▶ _WRITTEN REQUEST A_:
Format the stretch of the records from the line containing "Shelf-audit task: drop a dot on every instance of the building" through the end of the records as a Markdown table with the columns Row and Line. Put a row number and one line in each row, and omit blank lines.

▶ _TEXT BLOCK_:
Explore how different artists have used colour in their work and sketches

Mostly in art, colour is descriptive – it shows us the colour of the thing you’re trying to represent. If you see a red vase, you paint it red! And you mix your colours to try to suggest all the different types of ‘red’ there are. But colours also have lots of different cultural connections and resonances. Think about 'singing the blues'? How about red hot anger? Or green with envy? But these connections aren't fixed – they are different across cultures and change over time: we don’t recognise all the colour associations in Shakespeare’s plays (though there are still some we do, like ‘lily-livered’).

Mixing colours

Mixing exactly the right colour is almost an art in itself. Tate has all the sketchbooks left in J.M.W. Turner’s (perhaps the most famous British landscape artist) studio at his death. Pages and pages of these are devoted to him mixing up the correct colours for his compositions.

▶ _WRITTEN REQUEST B_:
Retype the stretch of the passage on color in art from "Explore how different" through "do, like ‘lily-livered’)." word for word.

▶ _RECORDS TO PROCESS_:
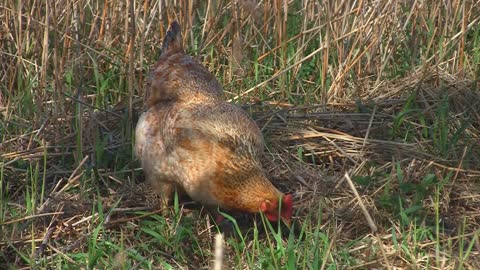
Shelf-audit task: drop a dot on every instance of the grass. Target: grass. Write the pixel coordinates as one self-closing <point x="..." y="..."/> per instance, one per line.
<point x="386" y="92"/>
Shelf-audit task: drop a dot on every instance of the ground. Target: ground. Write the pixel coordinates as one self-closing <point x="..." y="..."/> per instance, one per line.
<point x="368" y="109"/>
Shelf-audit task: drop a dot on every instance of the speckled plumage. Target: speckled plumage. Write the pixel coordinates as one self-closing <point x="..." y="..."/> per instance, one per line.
<point x="191" y="138"/>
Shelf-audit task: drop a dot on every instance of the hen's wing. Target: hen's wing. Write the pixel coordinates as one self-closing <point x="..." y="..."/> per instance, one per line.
<point x="199" y="146"/>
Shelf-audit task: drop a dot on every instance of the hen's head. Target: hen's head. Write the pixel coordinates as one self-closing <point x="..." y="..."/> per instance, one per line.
<point x="271" y="209"/>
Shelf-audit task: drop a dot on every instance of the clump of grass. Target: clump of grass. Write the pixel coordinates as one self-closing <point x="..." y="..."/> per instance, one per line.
<point x="386" y="91"/>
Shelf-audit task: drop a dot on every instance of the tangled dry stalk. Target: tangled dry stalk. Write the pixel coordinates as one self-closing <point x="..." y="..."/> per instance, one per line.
<point x="384" y="91"/>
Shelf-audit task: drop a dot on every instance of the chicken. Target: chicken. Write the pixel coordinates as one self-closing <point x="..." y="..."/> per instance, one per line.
<point x="191" y="140"/>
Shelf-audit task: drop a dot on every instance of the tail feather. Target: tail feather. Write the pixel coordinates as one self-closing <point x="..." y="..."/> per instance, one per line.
<point x="172" y="43"/>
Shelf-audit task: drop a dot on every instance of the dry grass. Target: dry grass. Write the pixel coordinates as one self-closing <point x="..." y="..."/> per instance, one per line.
<point x="384" y="91"/>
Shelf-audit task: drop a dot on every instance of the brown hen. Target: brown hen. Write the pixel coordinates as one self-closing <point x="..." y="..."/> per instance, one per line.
<point x="191" y="139"/>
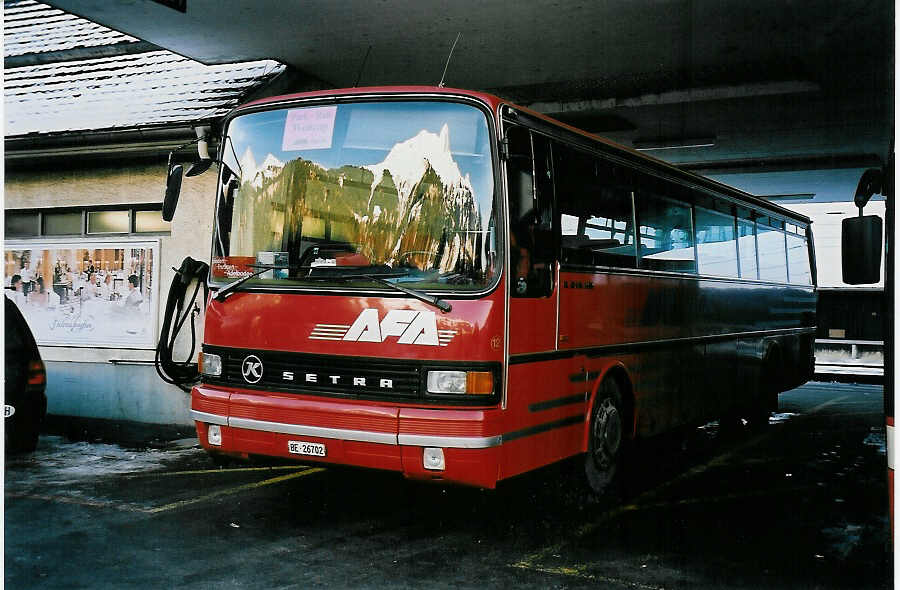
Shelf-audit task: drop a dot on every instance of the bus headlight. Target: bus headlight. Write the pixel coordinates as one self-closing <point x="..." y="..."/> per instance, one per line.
<point x="460" y="382"/>
<point x="210" y="364"/>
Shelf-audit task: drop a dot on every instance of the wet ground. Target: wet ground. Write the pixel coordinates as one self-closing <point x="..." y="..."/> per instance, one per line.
<point x="802" y="504"/>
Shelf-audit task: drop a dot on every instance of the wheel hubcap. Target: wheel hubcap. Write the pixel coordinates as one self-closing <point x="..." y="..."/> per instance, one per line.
<point x="607" y="434"/>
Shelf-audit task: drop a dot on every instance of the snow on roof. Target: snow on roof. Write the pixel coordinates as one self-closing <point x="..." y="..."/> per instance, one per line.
<point x="72" y="90"/>
<point x="138" y="90"/>
<point x="30" y="27"/>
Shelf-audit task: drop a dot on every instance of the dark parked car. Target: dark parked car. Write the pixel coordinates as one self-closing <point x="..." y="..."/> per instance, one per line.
<point x="25" y="402"/>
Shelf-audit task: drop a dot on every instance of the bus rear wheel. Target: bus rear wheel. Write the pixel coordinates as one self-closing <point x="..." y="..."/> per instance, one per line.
<point x="768" y="388"/>
<point x="606" y="439"/>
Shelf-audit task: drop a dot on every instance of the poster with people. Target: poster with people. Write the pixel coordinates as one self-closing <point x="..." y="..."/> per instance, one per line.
<point x="86" y="294"/>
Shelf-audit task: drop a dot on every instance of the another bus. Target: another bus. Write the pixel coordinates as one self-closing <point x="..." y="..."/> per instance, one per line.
<point x="440" y="283"/>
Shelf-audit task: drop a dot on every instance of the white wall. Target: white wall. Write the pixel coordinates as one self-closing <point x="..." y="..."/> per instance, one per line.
<point x="119" y="383"/>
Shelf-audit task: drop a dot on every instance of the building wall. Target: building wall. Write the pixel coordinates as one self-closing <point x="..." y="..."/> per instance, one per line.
<point x="120" y="383"/>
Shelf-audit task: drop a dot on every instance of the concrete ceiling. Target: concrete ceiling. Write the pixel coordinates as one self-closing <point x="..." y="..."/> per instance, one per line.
<point x="751" y="80"/>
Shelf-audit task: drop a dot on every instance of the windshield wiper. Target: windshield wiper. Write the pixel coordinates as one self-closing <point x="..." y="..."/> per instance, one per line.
<point x="230" y="288"/>
<point x="420" y="295"/>
<point x="381" y="278"/>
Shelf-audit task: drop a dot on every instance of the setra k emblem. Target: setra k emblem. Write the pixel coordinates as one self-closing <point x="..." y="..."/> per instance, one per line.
<point x="251" y="368"/>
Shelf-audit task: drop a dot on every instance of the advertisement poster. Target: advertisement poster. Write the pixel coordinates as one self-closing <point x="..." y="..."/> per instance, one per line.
<point x="86" y="294"/>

▶ _WRITTEN RESPONSE A_:
| Row | Line |
|---|---|
| 1 | Shelf-audit task: drop a dot on every instance of the building wall. Target: building wall. Write the pixel coordinates as one self-closing <point x="..." y="..."/> per instance, one per line. |
| 2 | <point x="120" y="383"/> |
| 3 | Shelf-audit task: drop a dot on every instance of the concrete ceiling. Target: concrete ceiling. Write the pixel coordinates as one self-closing <point x="..." y="..."/> per instance, one per line. |
| 4 | <point x="751" y="80"/> |
| 5 | Shelf-audit task: drop a dot on every instance of the windshield wiper. Target: windshield wiper. Write the pixel coordinates as one self-closing <point x="..." y="..."/> per instance, one per line. |
| 6 | <point x="230" y="288"/> |
| 7 | <point x="420" y="295"/> |
| 8 | <point x="381" y="278"/> |
| 9 | Shelf-audit task: drop a dot on every instance of the setra k emblem. Target: setra k emblem. Write the pixel coordinates as one self-closing <point x="..." y="..."/> per instance, one per line. |
| 10 | <point x="251" y="368"/> |
| 11 | Shelf-audit task: drop a dot on every instance of the advertisement poster. Target: advertisement poster. Write the pixel coordinates as one self-closing <point x="..." y="..."/> per instance, one per line. |
| 12 | <point x="86" y="294"/> |

▶ _WRITTEN RESPONSE B_:
Explore how different artists have used colour in their work and sketches

Mostly in art, colour is descriptive – it shows us the colour of the thing you’re trying to represent. If you see a red vase, you paint it red! And you mix your colours to try to suggest all the different types of ‘red’ there are. But colours also have lots of different cultural connections and resonances. Think about 'singing the blues'? How about red hot anger? Or green with envy? But these connections aren't fixed – they are different across cultures and change over time: we don’t recognise all the colour associations in Shakespeare’s plays (though there are still some we do, like ‘lily-livered’).